What is being asked
Report every line of the data below that contains the word "traffic", reproducing each such line in full.

======== Data in this exercise ========

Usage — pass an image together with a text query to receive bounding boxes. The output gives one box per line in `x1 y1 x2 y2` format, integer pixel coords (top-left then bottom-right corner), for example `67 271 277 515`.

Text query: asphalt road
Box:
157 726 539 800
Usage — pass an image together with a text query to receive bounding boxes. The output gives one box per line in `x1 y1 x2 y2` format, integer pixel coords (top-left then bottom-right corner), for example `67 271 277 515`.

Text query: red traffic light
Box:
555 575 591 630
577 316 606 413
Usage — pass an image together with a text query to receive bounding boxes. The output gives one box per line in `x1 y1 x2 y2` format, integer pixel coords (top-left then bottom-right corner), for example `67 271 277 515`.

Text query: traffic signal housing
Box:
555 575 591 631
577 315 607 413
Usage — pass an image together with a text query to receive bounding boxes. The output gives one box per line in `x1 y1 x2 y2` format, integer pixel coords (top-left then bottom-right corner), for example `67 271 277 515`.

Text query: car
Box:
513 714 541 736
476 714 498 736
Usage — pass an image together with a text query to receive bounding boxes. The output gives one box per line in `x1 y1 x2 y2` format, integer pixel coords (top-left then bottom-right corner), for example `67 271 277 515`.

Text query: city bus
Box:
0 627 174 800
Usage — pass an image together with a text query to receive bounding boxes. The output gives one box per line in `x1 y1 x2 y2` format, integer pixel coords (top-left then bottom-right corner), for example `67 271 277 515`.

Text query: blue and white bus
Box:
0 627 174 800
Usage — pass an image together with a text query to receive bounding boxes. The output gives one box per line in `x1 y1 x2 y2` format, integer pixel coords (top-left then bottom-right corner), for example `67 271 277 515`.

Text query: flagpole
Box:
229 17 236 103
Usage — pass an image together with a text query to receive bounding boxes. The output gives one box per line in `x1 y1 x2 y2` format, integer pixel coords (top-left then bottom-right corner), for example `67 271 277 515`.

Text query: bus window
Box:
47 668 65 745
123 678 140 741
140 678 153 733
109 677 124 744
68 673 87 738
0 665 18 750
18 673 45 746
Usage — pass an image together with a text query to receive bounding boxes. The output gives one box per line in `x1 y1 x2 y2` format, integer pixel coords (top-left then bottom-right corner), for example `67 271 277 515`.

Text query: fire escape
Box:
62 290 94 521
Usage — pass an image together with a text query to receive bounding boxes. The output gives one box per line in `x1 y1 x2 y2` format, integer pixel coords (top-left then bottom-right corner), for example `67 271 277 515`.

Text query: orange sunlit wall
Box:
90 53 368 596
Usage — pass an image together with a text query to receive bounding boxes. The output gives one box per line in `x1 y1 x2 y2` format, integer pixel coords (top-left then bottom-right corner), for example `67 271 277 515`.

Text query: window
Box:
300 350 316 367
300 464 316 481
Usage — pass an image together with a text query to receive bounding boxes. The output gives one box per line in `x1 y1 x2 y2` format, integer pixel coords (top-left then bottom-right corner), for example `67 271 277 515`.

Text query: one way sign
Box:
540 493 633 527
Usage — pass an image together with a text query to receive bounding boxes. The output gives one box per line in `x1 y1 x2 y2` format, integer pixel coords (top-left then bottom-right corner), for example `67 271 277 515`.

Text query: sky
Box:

========

Written solution
Text query: red traffic light
Text query: traffic signal housing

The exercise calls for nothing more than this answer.